Requests:
#1 How long does the film summary give as the running time of Who Is Still Alive?
#2 Copy out the entries word for word, beginning at the line that contains "The response SHOULD mark one point per instance of the orange" and continuing through the last line of the entries, including both of those lines.

Source extract:

- International promotional poster
- French: Qui vit encore
- Directed by: Nicolas Wadimoff [fr]
- Screenplay by: Nicolas Wadimoff
- Produced by: Ketsia Stocker; Nicolas Wadimoff;
- Starring: Adel Al Taweel; Haneen Harara; Eman Shannan; Mahmoud Jouda;
- Cinematography: Leandro Monti; Camille Cottagnoud;
- Edited by: Jean Reusser
- Music by: Dom La Nena
- Production companies: Akka Films; Easy Riders Films; Radio Télévision Suisse (RTS); SRG SSR; Philistine Films (PS);
- Distributed by: First Hand Films (Switzerland); Una Mattina Films (France);
- Release dates: 3 September 2025 (Venice); 14 October 2026 (France);
- Running time: 113 minutes
- Countries: Switzerland; France; Palestine;
- Language: Arabic

= Who Is Still Alive =

2025 Swiss documentary film

Who Is Still Alive (Qui vit encore) is a 2025 documentary film written and directed by Nicolas Wadimoff. A co-production among Switzerland, France, and Palestine, it documents the voices of nine Palestinians from Gaza as they tell their stories of survival during the ongoing Gaza war.

Available records:
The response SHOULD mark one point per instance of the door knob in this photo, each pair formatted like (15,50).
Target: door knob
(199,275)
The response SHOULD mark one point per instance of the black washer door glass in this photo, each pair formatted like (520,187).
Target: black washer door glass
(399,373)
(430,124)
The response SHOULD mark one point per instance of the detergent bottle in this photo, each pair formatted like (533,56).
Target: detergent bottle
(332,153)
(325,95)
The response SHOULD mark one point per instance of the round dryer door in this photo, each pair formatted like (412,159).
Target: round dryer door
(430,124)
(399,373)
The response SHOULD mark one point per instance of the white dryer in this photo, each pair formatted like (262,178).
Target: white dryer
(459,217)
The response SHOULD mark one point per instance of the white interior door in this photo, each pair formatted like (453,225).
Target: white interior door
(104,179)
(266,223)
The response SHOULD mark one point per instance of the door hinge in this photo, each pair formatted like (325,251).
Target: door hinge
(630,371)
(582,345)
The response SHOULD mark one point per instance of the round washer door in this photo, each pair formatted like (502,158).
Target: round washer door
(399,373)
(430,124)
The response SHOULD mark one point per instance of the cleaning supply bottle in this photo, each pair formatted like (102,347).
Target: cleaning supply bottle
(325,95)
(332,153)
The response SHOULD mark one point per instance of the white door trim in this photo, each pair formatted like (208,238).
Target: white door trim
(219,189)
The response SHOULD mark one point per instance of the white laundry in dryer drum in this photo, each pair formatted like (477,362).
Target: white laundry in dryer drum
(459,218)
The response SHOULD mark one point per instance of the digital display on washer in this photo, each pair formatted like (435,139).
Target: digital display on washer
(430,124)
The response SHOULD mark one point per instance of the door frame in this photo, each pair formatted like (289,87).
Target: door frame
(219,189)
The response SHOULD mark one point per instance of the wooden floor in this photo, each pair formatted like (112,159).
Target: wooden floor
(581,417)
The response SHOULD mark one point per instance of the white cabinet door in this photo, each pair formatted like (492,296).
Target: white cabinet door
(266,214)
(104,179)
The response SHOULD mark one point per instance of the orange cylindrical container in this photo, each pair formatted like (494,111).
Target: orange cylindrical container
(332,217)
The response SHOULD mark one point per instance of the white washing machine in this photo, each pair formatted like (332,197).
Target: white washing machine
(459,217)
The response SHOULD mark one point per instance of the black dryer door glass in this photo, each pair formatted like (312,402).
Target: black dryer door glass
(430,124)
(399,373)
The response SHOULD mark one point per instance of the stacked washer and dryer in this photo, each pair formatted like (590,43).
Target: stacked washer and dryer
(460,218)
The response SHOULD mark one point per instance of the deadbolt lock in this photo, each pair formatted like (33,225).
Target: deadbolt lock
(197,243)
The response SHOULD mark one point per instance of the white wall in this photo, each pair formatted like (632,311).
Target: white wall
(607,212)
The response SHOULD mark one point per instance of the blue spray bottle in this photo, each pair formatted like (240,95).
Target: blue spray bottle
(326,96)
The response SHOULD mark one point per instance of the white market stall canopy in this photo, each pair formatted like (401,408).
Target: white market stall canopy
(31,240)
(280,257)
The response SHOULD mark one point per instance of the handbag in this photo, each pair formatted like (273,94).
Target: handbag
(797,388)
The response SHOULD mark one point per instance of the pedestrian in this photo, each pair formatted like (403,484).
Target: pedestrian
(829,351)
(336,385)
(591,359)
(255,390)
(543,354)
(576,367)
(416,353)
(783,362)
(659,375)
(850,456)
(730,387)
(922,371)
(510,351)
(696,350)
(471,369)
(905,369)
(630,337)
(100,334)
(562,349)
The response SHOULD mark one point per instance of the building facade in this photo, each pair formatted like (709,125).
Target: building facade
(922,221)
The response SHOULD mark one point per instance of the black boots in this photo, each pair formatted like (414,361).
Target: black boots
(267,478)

Complete answers:
#1 113 minutes

#2
The response SHOULD mark one point per instance of the orange cylindrical container in this photo, each pair formatted like (494,111).
Target: orange cylindrical container
(332,217)
The response SHOULD mark one point per instance of the white washing machine in this photo, each pair formatted like (332,197).
Target: white washing machine
(459,217)
The response SHOULD mark one point per instance of the black dryer door glass in this photo, each pair formatted like (312,402).
Target: black dryer door glass
(430,124)
(399,373)
The response SHOULD mark one point per instance of the stacked washer and dryer in this photo, each pair formatted like (590,43).
Target: stacked washer and dryer
(460,218)
The response SHOULD mark one point per instance of the deadbolt lock in this photo, each pair formatted like (33,225).
Target: deadbolt lock
(197,243)
The response SHOULD mark one point per instance of the white wall in this photo, each pair formatted like (632,311).
Target: white wall
(607,212)
The response SHOULD mark one point per instance of the blue spray bottle in this photo, each pair formatted like (240,95).
Target: blue spray bottle
(326,96)
The response SHOULD mark one point per instance of the white market stall canopy in this photo, each pair formatted like (401,408).
Target: white market stall canopy
(31,240)
(280,257)
The response SHOULD mark one point per instance of the handbag in this photo, each pair formatted like (273,94).
Target: handbag
(797,388)
The response SHOULD mark one point per instance of the pedestrian in this photo, each pair formatted like (403,484).
Target: pedestrian
(829,351)
(336,385)
(591,359)
(255,390)
(543,354)
(576,367)
(416,353)
(783,362)
(659,375)
(850,456)
(730,387)
(922,371)
(510,351)
(696,350)
(471,369)
(905,369)
(630,337)
(100,334)
(562,349)
The response SHOULD mark one point per instance of the building facade in this photo, each pair formatted like (709,125).
Target: building facade
(922,221)
The response SHOULD mark one point per instance of the black boots in this photo, each pair formatted like (414,361).
Target: black boots
(267,478)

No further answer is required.